Task statement: Below is a listing. Return the lines from the one that contains "Study the photograph above. For every instance of the dense" to the one that contains "the window, which", both ends included, verbatim and with no pictures.
--- START ---
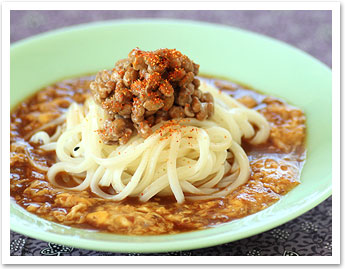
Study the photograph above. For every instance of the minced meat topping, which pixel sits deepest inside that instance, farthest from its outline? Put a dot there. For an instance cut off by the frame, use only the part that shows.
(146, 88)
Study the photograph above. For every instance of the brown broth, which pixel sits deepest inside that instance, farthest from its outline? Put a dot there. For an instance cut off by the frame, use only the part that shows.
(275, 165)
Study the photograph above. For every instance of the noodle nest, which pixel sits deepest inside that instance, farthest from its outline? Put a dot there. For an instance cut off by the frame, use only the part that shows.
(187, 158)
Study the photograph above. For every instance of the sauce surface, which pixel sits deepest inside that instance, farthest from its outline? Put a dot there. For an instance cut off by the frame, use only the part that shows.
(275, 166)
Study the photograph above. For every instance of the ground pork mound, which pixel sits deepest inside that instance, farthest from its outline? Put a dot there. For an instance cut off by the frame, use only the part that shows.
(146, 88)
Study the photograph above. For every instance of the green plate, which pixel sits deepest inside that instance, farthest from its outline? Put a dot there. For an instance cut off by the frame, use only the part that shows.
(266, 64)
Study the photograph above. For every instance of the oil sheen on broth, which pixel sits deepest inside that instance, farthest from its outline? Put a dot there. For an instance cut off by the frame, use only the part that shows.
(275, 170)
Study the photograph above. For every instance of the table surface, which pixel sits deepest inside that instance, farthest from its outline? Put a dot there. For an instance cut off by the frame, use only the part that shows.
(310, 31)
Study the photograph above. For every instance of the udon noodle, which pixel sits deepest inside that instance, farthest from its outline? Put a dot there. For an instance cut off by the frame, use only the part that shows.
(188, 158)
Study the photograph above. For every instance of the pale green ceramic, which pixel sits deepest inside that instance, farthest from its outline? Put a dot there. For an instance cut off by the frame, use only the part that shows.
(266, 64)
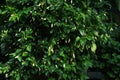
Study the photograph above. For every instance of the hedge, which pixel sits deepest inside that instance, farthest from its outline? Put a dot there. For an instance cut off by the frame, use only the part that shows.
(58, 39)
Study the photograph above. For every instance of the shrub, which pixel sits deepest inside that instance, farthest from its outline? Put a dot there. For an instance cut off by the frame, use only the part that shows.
--- END ---
--- START ---
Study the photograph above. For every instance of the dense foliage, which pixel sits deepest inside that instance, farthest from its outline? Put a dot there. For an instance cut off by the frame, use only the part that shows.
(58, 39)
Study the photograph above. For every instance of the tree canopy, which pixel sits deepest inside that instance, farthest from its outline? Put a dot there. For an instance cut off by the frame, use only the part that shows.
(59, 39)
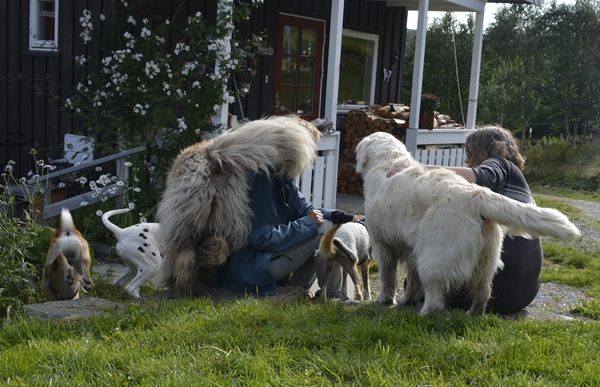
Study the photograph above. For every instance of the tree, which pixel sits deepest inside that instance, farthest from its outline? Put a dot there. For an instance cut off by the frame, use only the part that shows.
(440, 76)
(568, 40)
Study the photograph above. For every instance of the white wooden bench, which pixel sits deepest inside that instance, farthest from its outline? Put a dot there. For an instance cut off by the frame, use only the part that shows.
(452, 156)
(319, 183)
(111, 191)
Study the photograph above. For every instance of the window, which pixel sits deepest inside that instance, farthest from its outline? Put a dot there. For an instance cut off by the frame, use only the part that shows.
--- END ---
Task answer:
Study the photograph above. For every instance of the dense foliage, which pixel sits deepest inside that instance, farthest from its outline? Put a dot there. For an instance cut off by the frame, use only the part that shows.
(58, 39)
Study the photograph above. For every instance of the tree canopy, which pixel sits deepest inside that instance, farthest from its outline? Put a dot there. For an instance cut off by the frame, use only the part that shows.
(59, 39)
Study the photograph above. For every instance of the tree, which pixel sits deepest inside that instance, farthest from its outline? Put a dot there. For an instance cut off by the frame, use only the part that shows.
(440, 76)
(568, 40)
Study the photograph above. For every instance of the white wooden bench, which pixel sits deepest inside that instance, farthest from its outline? Put a dot there. For an instance cut off by the frame, use only the part that shows.
(452, 156)
(319, 183)
(111, 191)
Study the photograph above. For every instance of the window, which pixel sits deepest inside that instance, farthest from its outline? Put a dot there. For an instance cut off by the frame, use only the part that shows.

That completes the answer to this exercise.